Tally the lines in the material below that contain the string "grate", and reply with that number alone.

**** DATA FOR THIS EXERCISE

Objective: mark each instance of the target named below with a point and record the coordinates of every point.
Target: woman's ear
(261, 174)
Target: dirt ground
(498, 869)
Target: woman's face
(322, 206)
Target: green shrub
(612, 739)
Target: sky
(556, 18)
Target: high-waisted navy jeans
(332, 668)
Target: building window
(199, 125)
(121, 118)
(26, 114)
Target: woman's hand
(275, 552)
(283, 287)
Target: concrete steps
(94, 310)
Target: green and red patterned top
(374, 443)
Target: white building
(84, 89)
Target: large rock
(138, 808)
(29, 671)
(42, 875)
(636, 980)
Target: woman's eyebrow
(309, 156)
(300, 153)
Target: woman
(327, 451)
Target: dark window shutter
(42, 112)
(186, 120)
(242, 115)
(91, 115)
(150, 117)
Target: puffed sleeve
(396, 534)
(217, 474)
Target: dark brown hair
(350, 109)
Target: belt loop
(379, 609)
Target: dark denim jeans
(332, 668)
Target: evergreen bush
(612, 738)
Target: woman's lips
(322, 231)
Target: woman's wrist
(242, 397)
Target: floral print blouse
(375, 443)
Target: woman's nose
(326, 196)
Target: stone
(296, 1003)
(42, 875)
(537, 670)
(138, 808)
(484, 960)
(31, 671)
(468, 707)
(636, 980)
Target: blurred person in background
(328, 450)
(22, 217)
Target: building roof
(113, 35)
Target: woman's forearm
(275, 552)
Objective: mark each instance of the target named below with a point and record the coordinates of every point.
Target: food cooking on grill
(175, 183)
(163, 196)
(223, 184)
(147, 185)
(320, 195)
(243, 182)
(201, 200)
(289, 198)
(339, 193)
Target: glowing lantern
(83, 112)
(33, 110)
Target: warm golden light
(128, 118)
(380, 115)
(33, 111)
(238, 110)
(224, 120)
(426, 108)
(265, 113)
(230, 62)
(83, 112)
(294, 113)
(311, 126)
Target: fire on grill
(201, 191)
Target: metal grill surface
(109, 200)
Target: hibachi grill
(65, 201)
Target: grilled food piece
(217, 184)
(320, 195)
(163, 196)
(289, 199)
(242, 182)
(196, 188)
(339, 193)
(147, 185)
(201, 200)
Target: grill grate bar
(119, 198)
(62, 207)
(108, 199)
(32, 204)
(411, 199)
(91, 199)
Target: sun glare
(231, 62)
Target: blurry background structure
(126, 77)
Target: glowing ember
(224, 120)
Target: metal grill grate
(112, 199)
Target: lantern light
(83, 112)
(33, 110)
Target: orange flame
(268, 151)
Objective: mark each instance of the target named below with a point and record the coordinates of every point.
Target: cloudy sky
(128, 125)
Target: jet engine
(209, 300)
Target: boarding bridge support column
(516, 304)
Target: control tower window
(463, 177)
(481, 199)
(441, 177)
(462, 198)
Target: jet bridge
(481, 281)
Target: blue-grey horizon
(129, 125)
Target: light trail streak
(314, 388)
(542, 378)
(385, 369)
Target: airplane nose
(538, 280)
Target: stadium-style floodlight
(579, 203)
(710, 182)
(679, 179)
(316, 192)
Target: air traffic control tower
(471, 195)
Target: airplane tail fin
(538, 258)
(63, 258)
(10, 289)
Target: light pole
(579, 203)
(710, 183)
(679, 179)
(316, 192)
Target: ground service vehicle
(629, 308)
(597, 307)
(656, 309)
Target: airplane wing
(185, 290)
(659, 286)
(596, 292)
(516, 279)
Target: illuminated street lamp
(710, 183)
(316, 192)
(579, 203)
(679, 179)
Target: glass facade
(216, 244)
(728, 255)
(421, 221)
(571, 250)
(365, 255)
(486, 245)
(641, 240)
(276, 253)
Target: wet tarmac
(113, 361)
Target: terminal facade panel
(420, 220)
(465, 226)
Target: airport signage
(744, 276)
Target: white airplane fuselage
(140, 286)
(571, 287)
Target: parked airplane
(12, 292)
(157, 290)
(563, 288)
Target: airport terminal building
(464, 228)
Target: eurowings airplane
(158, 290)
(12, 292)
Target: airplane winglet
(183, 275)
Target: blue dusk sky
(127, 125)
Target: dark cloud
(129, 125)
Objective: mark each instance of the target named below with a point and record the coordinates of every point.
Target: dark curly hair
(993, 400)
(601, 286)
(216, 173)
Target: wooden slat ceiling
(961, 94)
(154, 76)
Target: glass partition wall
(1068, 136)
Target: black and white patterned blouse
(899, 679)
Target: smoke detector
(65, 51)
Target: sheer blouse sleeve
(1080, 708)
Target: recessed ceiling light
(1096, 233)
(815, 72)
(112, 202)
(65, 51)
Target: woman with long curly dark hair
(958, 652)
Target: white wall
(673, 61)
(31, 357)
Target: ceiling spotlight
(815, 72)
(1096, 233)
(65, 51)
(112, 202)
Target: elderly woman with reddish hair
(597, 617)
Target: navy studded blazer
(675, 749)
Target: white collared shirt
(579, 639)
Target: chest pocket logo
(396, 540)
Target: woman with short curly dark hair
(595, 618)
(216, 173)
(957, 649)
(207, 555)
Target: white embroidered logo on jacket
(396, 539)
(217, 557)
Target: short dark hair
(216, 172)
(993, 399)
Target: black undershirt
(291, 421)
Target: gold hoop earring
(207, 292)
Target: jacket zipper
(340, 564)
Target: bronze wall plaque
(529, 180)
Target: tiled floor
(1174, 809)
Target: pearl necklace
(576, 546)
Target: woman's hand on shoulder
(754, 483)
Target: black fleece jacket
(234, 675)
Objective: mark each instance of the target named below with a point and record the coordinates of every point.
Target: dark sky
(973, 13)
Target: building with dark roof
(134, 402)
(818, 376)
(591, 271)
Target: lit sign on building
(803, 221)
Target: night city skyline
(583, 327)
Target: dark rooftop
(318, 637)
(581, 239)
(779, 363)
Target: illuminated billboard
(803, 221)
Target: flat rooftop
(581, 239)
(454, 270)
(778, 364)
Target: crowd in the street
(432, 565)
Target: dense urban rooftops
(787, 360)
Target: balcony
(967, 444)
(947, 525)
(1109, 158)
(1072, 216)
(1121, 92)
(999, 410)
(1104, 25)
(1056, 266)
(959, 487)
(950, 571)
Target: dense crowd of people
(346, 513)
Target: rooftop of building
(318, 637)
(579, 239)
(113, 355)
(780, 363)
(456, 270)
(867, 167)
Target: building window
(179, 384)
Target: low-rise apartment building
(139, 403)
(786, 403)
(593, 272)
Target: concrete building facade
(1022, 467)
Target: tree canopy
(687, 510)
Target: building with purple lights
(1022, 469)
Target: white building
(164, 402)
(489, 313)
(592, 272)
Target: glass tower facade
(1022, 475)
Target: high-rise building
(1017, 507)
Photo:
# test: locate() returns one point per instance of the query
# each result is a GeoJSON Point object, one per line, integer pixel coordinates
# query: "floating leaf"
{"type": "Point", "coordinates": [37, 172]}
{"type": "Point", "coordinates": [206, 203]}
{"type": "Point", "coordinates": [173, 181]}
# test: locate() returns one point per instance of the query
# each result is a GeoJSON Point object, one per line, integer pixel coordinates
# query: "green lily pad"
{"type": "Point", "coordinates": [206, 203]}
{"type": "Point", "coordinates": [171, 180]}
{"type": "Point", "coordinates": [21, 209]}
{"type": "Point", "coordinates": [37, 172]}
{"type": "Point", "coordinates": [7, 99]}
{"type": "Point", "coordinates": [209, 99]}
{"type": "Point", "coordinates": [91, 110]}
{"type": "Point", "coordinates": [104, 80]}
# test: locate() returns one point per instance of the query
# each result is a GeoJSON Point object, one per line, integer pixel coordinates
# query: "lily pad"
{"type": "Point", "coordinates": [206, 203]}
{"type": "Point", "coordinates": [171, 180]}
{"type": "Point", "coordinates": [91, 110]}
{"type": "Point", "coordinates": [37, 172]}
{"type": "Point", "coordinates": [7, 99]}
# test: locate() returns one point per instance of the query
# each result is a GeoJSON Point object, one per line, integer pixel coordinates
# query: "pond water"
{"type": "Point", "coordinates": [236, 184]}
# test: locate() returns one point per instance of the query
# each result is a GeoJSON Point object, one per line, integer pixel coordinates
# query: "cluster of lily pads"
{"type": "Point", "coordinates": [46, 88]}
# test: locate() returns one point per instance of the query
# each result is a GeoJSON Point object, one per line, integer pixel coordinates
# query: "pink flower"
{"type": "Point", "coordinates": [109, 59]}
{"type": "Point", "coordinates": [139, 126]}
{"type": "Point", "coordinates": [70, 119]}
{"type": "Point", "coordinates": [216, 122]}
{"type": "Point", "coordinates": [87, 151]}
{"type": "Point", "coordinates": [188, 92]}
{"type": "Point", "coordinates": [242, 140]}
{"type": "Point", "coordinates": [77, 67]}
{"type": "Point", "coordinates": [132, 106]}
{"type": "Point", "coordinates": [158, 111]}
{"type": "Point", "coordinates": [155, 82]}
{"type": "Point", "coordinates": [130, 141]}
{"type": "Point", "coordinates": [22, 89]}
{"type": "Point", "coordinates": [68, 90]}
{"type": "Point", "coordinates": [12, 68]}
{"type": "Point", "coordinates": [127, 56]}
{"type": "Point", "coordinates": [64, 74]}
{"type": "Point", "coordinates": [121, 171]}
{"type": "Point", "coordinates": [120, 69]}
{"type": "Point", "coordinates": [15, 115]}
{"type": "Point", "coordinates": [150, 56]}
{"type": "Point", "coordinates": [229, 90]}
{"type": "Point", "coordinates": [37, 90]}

********

EXERCISE RESPONSE
2